The problem: Reproduce all of the records below verbatim, leaving out the pictures.

Data for this task:
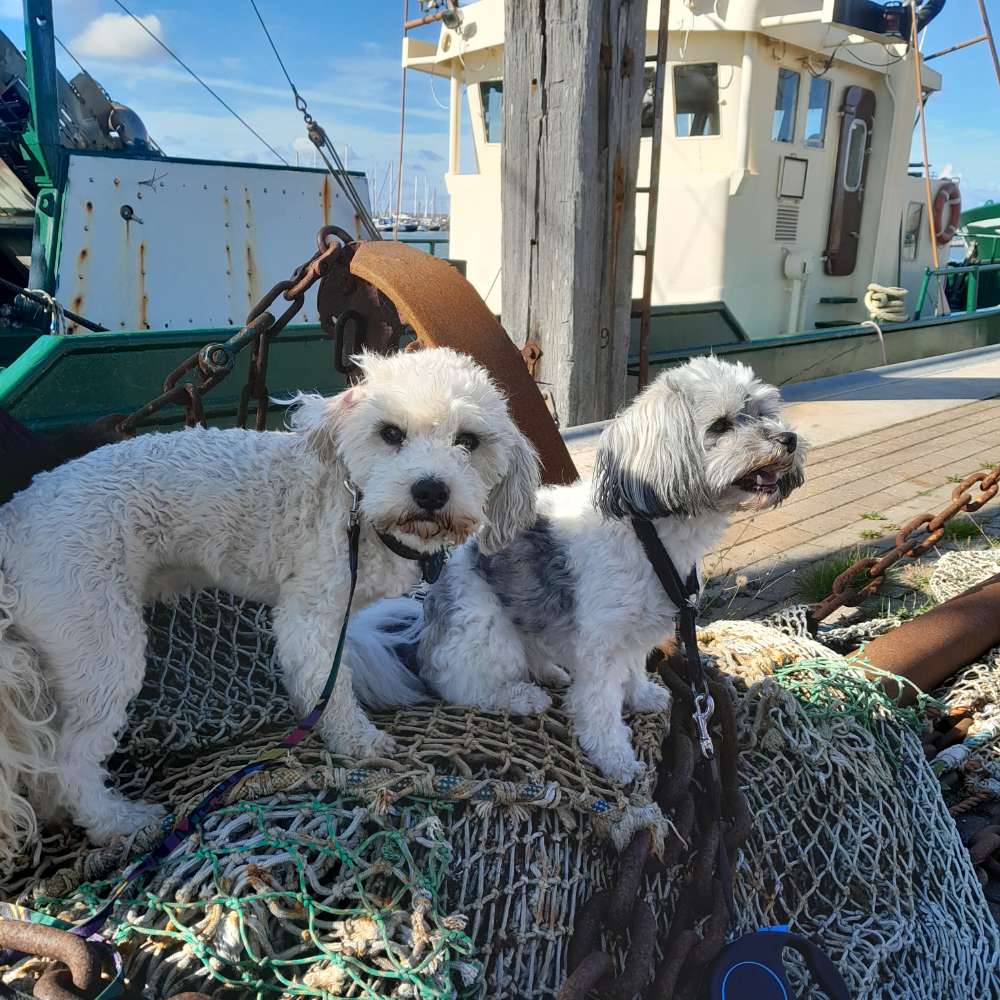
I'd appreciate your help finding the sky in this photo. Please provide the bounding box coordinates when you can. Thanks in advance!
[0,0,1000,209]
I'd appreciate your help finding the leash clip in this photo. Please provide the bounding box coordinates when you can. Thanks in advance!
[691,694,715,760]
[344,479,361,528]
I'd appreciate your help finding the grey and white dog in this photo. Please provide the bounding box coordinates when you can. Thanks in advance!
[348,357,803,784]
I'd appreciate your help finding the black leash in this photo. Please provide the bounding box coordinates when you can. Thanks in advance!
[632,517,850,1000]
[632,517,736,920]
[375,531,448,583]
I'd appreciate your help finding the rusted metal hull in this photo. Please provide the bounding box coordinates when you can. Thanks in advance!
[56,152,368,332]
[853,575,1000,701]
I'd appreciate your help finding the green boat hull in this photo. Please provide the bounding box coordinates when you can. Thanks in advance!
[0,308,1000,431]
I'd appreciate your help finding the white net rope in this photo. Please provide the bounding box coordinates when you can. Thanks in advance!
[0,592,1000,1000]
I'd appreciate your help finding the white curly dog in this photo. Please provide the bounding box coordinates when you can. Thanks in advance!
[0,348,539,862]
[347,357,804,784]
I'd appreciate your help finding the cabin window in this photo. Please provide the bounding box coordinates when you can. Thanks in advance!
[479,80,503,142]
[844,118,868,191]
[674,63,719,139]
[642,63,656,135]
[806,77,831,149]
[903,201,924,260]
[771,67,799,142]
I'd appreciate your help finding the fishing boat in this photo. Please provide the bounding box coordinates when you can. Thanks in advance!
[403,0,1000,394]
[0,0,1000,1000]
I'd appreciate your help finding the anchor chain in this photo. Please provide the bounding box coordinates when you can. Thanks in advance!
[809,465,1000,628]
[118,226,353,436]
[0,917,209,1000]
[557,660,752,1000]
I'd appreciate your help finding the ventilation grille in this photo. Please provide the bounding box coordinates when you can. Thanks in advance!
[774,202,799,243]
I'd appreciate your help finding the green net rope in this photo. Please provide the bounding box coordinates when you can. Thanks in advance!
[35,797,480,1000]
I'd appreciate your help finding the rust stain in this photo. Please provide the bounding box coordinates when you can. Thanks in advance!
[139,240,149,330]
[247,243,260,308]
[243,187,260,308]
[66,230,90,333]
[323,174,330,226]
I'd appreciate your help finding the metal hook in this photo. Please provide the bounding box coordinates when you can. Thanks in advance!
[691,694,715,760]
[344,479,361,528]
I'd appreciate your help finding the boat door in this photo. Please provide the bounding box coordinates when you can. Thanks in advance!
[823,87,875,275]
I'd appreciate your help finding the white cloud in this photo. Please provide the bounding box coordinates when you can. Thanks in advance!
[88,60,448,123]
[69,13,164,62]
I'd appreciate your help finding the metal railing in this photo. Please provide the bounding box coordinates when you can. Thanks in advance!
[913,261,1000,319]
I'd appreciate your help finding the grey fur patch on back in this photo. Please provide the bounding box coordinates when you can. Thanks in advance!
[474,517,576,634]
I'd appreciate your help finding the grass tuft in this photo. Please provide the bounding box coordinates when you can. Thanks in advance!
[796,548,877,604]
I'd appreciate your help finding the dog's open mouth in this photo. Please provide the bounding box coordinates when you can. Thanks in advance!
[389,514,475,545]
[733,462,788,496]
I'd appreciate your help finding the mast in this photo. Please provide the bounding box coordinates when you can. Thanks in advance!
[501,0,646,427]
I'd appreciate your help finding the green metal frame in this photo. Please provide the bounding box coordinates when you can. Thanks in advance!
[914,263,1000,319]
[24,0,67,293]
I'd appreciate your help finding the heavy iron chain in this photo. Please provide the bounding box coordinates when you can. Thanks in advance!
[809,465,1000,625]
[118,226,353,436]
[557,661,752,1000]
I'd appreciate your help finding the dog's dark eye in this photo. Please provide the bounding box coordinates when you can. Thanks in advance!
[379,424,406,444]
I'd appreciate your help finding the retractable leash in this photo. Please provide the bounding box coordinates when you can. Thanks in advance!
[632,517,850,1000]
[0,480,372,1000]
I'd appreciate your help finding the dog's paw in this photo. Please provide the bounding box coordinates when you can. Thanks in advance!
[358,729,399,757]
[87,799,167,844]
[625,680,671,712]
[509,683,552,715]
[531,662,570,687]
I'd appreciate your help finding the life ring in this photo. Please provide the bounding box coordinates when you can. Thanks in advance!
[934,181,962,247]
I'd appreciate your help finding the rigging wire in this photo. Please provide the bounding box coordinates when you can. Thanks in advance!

Answer to the exercise:
I'd appreciate your help finding the sky in this photo. Please provide the bounding box coordinates when you can. Thanks in advance!
[0,0,1000,209]
I'd appreciate your help finding the leash clip in this photo. Please provide the bounding box coordinates when you can. Thanks in advance!
[691,694,715,760]
[344,479,361,528]
I'd appreciate your help finding the grey and white dog in this photo. Please provide the bounding box coordinates when you can. Thanks in advance!
[348,357,803,784]
I'd appreciate your help finding the black leash in this photo. Please provide the bounding box coordinates when you can. Thanks in advance!
[632,517,850,1000]
[632,517,736,920]
[375,531,448,583]
I'd appreciate your help finding the rusted metal hull in this photo. Please provide the bounding box coordinates when you can. Thanks in advance!
[56,152,368,332]
[853,575,1000,701]
I'd appreciate your help finding the green boat hull in this photo. Please provide the bounding box coordinates when you can. Thanks in advance!
[0,308,1000,431]
I'd appreciate your help finding the white net rope in this photo. Please provide the bounding box coordinates when you can. Thanks in advance!
[0,592,1000,1000]
I'd appreciate your help finding the white curly dog in this photo. Please provide the bounding box coordinates when you can. Thanks in advance!
[0,348,539,862]
[347,357,804,784]
I'd appreciate your help finding the cabin window in this photo. Please provide the bounding box coordinates when you can. Thanks in advance!
[479,80,503,142]
[844,118,868,191]
[674,63,719,139]
[642,63,656,135]
[806,77,831,149]
[903,201,924,260]
[771,67,799,142]
I'd appreciate your help finding the fishing boat in this photo. Please provide the bounding box coordinates when you can. Thanks in advance!
[403,0,1000,394]
[0,0,1000,1000]
I'd appreciate your help finding the anchor chain in this photo. Please provide the bounding box coordinates when you can. Thanks in advance!
[809,465,1000,628]
[118,226,353,436]
[0,917,209,1000]
[557,660,752,1000]
I'd appreciate your help finding the ventilation grille in this photo. Please provide the bounding box coordinates when you can. Thanks in advance!
[774,202,799,243]
I'd appreciate your help finding the green net rope in this photo. Please provide the bounding box coordinates when you can. Thanks in advance!
[35,797,480,1000]
I'd appreciate your help finding the rust stain in this photo. Please provide the bounding box coordinates when you can. Thanks in advance!
[139,240,149,330]
[247,243,260,308]
[243,187,260,308]
[66,230,90,333]
[323,174,330,226]
I'd appreciate your help finding the metal hook in this photo. Please provide the bounding box coordinates when you can. Thanks in advance!
[691,694,715,760]
[344,479,361,528]
I'd appreciate your help finding the boat door in this photo. Please provide the bounding box coordinates when you can. Thanks in advance!
[823,87,875,275]
I'd appreciate your help finding the white cloud in this photo. Please provide the bounding box coordinates when you can. Thanks in advance!
[88,60,448,123]
[69,13,164,62]
I'd appreciate your help finding the metal railing in this photo. Please provide the bounding box coordinates when you can. Thanks in advance!
[913,261,1000,319]
I'd appreciate your help finding the grey fur patch on back in this photo. Please provide the bounding box coordinates when you can. Thanks in advance!
[474,517,576,634]
I'd appreciate your help finding the grass tuft in this photo. Please provide the bounding box coordinates when you can. Thanks in advance!
[796,548,877,604]
I'd appreciate your help finding the dog's open mouth in this photo. Please provide the bounding box coordinates when you can. Thanks in advance!
[389,514,475,545]
[733,462,788,496]
I'd appreciate your help finding the mast in this photo. Please provide the bounding box coordinates when you can. Thanks in advance!
[501,0,646,427]
I'd appreciate your help finding the green metal frame in this photo. Please provide the bounding box coordinates when you can. Thanks in advance!
[914,263,1000,319]
[24,0,67,293]
I'd appreciate your help finding the heavy iron chain in this photo. Please provide the bounding box coordinates when you can. Thanks in advance!
[809,465,1000,625]
[118,226,353,436]
[557,661,752,1000]
I'd appreciate your help finding the dog's dark eye in this photo. Please provide the bounding box coordinates when you can. Thanks in advance!
[379,424,406,444]
I'd appreciate your help finding the retractable leash in this photo. Please provide the bounding box coordinates when you can. Thanks in advance!
[632,517,850,1000]
[0,480,372,1000]
I'd appreciate your help finding the dog's paw in this photo. Please provide the bounding box coordinates when you can. Thanks in advance!
[358,729,399,757]
[87,799,167,844]
[625,680,671,712]
[509,683,552,715]
[531,662,570,687]
I'd appreciate your help finding the life ring in this photo. Please provide the bounding box coordinates when you can. Thanks in advance!
[934,181,962,247]
I'd appreciate your help finding the rigging wire in this photo. Please provide the bounding box coordinates when you can. Thanks in advance!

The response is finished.